# Need a Heavy 10 spindle takeup nut



## ttpociask (May 19, 2014)

I need a spindle takeup nut for my heavy 10 and so far haven't been able to track one down. Any info on where to find one would be much appreciated, sometime I guess a guy should quit fixen before you do more damage than good but one of these would help me a lot, thanks. This is my first metal lathe and I'm trying to do a cleanup and see what I find as I go, overall I think it's in good shape just going to clean, paint, and rewick the oilers.


----------



## Thoro (May 20, 2014)

Sent you a pm. I have one that I can part with


----------



## Earl (May 20, 2014)

I also have one but it looks like you are already covered.  I did a mod on my 10L to replace the fiber washer with a thrust bearing.  I had to turn the take up nut down about 50 - 70 thou to get the clearance for the bearing.  That is a cast iron part and I was afraid of breaking it so I got one for a spare before I started.   I was shocked at the price but it was the only source I could find.  I got mine from Ted  (latheman2) on the southbend yahoo group.  Ted was the general manager of the Southbend Lathe works when it closed.   He has a large inventory of SB parts and is very knowledgeable.   My reason for changing to a thurst bearing was that I would be right in the middle of an important piece and I would start to see patterns in the fininsh due to end play in the spindle.   I was forever tightening that nut.   Not any more!  I did that change several years ago and believe I got the part number information from the archives on the yahoo group.

Good luck with your lathe.

Earl


----------



## Thoro (May 20, 2014)

Earl said:


> I also have one but it looks like you are already covered.  I did a mod on my 10L to replace the fiber washer with a thrust bearing.  I had to turn the take up nut down about 50 - 70 thou to get the clearance for the bearing.  That is a cast iron part and I was afraid of breaking it so I got one for a spare before I started.   I was shocked at the price but it was the only source I could find.  I got mine from Ted  (latheman2) on the southbend yahoo group.  Ted was the general manager of the Southbend Lathe works when it closed.   He has a large inventory of SB parts and is very knowledgeable.   My reason for changing to a thurst bearing was that I would be right in the middle of an important piece and I would start to see patterns in the fininsh due to end play in the spindle.   I was forever tightening that nut.   Not any more!  I did that change several years ago and believe I got the part number information from the archives on the yahoo group.
> 
> Good luck with your lathe.
> 
> Earl



I'd be interested in the details pertaining to the mod you did with the thrust bearing.  Do you have pics and part numbers?  Where did you buy the bearing from?

Thanks.


----------



## ttpociask (May 20, 2014)

Thoro said:


> Sent you a pm. I have one that I can part with


  Thanks for the replies, unfortunately I didn't get the pm for some reason, so if you could send it again I would appreciate it. I would also be interested in hearing more about the thrust bearing modification that Earl was talking about for the future. Thanks again for the help.


----------



## Thoro (May 20, 2014)

ttpociask said:


> Thanks for the replies, unfortunately I didn't get the pm for some reason, so if you could send it again I would appreciate it. I would also be interested in hearing more about the thrust bearing modification that Earl was talking about for the future. Thanks again for the help.

.....

● Short task
Pick up the forum thread about the Heavy 10 spindle takeup nut where it stops, and write the next part.

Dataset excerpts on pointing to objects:
.....

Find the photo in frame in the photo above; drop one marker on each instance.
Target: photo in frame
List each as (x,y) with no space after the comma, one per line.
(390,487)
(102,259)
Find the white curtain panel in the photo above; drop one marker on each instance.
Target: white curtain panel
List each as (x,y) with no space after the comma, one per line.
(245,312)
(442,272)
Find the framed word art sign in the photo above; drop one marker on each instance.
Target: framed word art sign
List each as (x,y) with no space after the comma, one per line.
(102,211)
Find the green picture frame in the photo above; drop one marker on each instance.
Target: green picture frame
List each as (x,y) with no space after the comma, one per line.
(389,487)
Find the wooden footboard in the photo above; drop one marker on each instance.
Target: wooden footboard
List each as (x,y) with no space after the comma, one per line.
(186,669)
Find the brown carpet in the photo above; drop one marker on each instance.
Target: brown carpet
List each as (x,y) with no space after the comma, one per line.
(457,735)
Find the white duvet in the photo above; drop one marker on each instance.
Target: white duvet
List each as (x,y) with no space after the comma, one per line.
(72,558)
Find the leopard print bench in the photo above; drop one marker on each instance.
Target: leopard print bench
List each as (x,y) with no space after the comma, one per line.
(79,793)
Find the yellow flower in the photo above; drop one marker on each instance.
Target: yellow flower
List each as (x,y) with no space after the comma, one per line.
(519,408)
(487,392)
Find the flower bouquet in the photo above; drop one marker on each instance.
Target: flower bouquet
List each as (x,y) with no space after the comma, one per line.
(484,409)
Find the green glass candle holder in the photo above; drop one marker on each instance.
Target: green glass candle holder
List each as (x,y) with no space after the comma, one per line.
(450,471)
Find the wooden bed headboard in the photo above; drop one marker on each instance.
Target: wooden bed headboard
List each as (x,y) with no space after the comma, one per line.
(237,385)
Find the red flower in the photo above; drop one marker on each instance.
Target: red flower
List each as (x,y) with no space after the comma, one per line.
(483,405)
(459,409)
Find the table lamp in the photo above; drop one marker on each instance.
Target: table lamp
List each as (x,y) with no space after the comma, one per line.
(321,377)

.....

● Right answer
Resent it.


----------



## Earl (May 21, 2014)

Thoro said:


> I'd be interested in the details pertaining to the mod you did with the thrust bearing. Do you have pics and part numbers? Where did you buy the bearing from?
> 
> Thanks.



Search the yahoo southbend group.  There were part numbers for the bearing (McMaster-Carr) and a detailed write up.


----------



## ttpociask (May 25, 2014)

I am going to take a shot at making this nut first, seeing at how pricey they are, so the inside 20 tpi cutting could be challanging considering I've never cut a thread on a lathe before, wish me luck.


----------



## Thoro (May 25, 2014)

ttpociask said:


> I am going to take a shot at making this nut first, seeing at how pricey they are, so the inside 20 tpi cutting could be challanging considering I've never cut a thread on a lathe before, wish me luck.



I have a buddy who works at a machine shop.  His position isn't as a machinist, though he does it as a hobby.  One day he asked one of the machinists if he had any advice or pointers for him as he was about to undertake his first threading job on his lathe.  The machinist who was a veteran replied "Oh, I don't think you'll be able to do it, I don't even know how to thread on a lathe".  Let's back up here though, perhaps his job title should be machine operator, or tool monkey, or button boy, rather than machinist.

At any rate, my point is, that my buddy told me about that story, because I had just gotten done telling him that I myself had just completed my first threading operation on my lathe with relative ease.  I'm sure it wasn't perfect, but I got the job done.  And the point is also that it's not as hard as it seems.  And also another point is that "hobbyists" who have a decent amount of experience can at times far surpass an "operator" in no time in terms of overall get-er-done gumption and skill.  This is MY opinion, and by no means am I stating my opinion in a blanket fashion to state that hobbyists are superior to anyone in general.

So, good luck.  I think you'll find that it's going to be a great learning process and fun to-boot.

Oh, and if you need any measurements, let me know.  I'd be happy to get them for you.


----------



## ttpociask (May 25, 2014)

Thanks for the encouragement and support, I'll let you know how it goes or if I need any help, I appreciate it.


----------



## ttpociask (Jun 4, 2014)

Well it took me a while to get the right tooling to cut the threads, but I finally got two new nuts turned out and threaded. I am very happy with the way they turned out, this was my first time doing any threading on a lathe, with tutalage from a friend at work. Felt great learning how to do that!


----------



## itsme_Bernie (Jun 4, 2014)

Earl said:


> Search the yahoo southbend group.  There were part numbers for the bearing (McMaster-Carr) and a detailed write up.



Fantastic!  I'm interested too!


----------



## Thoro (Jun 5, 2014)

That's awesome!  Post some pics if you can.  did you grind your own thread cutting tool?  What did you end up using for material?


----------



## ttpociask (Jun 7, 2014)

Will update as soon as I can get some pics on here, thanks for the interest, can't get them off my phone so I'll need to get my camera out.


----------



## Splat (Jun 7, 2014)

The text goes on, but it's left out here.